(Region pointing data)
--------------------

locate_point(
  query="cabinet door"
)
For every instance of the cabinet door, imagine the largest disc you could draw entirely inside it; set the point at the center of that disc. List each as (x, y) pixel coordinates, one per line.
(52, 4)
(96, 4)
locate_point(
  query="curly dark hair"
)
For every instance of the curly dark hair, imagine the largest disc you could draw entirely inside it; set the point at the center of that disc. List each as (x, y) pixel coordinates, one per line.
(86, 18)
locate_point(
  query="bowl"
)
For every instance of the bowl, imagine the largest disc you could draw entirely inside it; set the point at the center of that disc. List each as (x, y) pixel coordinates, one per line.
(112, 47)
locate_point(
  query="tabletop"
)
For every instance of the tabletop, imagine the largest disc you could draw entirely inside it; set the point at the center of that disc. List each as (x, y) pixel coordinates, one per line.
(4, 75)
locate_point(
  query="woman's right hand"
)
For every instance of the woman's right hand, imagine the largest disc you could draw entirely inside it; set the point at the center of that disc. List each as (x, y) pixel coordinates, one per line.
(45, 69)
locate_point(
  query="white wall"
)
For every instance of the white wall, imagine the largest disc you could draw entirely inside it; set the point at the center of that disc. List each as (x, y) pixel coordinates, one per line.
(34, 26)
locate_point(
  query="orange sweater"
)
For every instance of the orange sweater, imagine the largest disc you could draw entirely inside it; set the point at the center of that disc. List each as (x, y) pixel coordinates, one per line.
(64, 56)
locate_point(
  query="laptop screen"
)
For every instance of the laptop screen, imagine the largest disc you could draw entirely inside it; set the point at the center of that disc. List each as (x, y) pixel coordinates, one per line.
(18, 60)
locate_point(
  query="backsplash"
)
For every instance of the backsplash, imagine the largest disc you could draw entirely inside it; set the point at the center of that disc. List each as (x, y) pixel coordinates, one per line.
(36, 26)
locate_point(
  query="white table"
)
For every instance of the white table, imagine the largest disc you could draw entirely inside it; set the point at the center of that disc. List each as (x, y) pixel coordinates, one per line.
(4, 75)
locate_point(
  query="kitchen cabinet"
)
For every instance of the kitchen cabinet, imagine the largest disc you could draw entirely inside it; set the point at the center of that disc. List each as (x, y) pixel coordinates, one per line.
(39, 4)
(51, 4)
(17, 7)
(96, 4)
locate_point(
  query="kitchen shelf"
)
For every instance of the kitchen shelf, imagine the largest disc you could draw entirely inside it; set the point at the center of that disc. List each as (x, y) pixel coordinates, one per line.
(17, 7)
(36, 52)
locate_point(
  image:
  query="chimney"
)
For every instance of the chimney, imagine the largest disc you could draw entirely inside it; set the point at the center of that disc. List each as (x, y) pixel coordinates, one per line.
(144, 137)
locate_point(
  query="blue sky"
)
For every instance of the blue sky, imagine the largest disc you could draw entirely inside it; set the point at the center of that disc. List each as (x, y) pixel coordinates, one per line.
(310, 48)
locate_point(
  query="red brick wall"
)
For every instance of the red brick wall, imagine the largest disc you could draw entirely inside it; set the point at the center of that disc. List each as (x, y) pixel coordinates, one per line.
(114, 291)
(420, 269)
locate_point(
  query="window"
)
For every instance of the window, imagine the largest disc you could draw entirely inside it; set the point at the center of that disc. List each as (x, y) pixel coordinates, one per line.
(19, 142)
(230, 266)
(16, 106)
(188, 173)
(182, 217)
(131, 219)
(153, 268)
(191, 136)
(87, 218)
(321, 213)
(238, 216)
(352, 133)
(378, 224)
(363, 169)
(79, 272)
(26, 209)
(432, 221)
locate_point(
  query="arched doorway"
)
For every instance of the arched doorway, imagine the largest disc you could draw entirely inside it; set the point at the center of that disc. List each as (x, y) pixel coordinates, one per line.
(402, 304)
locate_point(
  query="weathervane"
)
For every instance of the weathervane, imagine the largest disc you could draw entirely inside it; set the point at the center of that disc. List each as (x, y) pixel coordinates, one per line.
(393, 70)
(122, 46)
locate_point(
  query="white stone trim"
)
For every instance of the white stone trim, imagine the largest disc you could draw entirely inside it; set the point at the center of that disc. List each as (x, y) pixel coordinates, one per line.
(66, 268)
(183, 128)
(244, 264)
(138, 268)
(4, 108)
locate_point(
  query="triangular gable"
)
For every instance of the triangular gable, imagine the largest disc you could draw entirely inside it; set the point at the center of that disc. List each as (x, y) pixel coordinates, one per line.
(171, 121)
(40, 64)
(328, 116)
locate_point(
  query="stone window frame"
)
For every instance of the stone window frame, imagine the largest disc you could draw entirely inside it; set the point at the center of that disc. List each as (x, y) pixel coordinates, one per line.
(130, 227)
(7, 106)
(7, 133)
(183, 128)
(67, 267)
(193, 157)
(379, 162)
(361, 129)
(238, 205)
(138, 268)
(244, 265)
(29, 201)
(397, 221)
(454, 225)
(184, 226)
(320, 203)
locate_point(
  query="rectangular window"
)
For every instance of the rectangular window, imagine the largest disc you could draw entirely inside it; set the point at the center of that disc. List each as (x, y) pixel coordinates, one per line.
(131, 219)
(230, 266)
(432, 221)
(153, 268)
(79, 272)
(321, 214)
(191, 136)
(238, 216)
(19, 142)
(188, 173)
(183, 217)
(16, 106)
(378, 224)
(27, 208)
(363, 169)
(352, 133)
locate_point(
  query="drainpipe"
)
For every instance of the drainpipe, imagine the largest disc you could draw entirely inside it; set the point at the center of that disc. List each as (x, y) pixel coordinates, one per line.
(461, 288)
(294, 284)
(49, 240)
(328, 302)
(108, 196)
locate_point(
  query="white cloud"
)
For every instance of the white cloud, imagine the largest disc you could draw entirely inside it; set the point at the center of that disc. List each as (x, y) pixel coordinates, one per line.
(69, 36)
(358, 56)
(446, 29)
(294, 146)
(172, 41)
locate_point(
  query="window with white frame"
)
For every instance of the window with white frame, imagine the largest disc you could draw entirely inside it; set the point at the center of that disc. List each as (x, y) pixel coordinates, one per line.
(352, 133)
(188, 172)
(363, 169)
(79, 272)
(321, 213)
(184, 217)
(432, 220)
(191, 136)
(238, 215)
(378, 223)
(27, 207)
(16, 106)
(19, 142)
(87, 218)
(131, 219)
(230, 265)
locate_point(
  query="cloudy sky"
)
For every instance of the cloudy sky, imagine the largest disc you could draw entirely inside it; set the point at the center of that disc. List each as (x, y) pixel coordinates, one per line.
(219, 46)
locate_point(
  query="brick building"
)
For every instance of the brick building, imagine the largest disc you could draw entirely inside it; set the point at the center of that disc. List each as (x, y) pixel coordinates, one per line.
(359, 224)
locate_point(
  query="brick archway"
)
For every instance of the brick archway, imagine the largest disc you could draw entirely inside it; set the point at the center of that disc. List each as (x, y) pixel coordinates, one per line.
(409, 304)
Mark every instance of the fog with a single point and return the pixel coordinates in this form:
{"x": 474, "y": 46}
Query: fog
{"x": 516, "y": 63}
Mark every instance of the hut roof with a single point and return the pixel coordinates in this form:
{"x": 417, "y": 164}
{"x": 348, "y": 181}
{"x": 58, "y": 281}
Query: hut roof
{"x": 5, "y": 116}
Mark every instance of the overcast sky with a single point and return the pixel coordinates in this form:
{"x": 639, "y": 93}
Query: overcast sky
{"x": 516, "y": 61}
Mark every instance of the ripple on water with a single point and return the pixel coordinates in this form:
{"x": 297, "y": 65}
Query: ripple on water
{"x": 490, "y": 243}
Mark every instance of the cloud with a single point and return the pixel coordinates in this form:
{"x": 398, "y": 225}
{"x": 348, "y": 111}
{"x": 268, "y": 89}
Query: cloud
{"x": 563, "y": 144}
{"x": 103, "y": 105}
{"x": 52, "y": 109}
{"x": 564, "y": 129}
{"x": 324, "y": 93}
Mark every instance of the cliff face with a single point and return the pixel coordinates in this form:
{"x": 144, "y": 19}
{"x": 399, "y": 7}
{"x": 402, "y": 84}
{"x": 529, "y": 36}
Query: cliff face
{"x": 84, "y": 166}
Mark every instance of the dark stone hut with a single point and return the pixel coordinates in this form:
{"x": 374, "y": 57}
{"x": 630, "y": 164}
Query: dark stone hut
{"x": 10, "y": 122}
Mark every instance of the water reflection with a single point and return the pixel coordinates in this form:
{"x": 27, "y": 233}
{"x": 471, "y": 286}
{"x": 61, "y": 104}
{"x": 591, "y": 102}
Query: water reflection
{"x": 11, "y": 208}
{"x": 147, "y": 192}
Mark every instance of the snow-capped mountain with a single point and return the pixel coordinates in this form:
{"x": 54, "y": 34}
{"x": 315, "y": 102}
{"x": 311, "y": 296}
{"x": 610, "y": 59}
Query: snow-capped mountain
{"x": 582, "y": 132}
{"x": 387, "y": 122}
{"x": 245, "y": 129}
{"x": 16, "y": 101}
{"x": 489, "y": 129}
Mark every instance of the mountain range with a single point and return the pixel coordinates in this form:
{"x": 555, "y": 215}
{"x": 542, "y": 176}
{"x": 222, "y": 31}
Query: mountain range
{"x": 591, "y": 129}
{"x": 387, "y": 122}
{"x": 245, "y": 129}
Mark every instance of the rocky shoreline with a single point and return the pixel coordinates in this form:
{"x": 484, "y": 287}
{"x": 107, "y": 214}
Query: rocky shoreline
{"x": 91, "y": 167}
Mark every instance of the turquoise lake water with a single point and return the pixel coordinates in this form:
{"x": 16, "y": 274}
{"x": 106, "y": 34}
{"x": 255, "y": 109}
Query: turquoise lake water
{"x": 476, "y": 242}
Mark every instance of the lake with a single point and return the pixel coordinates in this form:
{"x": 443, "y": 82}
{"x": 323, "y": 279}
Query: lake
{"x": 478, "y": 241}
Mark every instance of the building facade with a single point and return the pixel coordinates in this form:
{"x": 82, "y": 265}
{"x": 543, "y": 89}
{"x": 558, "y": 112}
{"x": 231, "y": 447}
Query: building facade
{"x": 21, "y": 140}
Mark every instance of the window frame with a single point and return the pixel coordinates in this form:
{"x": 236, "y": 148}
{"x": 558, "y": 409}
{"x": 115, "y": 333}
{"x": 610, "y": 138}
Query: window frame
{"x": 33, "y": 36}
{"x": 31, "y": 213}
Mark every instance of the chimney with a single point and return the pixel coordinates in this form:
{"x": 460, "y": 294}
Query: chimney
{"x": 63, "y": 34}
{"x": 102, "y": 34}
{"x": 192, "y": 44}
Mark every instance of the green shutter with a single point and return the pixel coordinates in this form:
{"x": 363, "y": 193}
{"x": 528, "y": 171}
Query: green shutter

--------------------

▶ Instructions for the task: Tell how many lines of the data above include the string "shutter", with no other text in the answer.

▶ Solution to the exercise: 2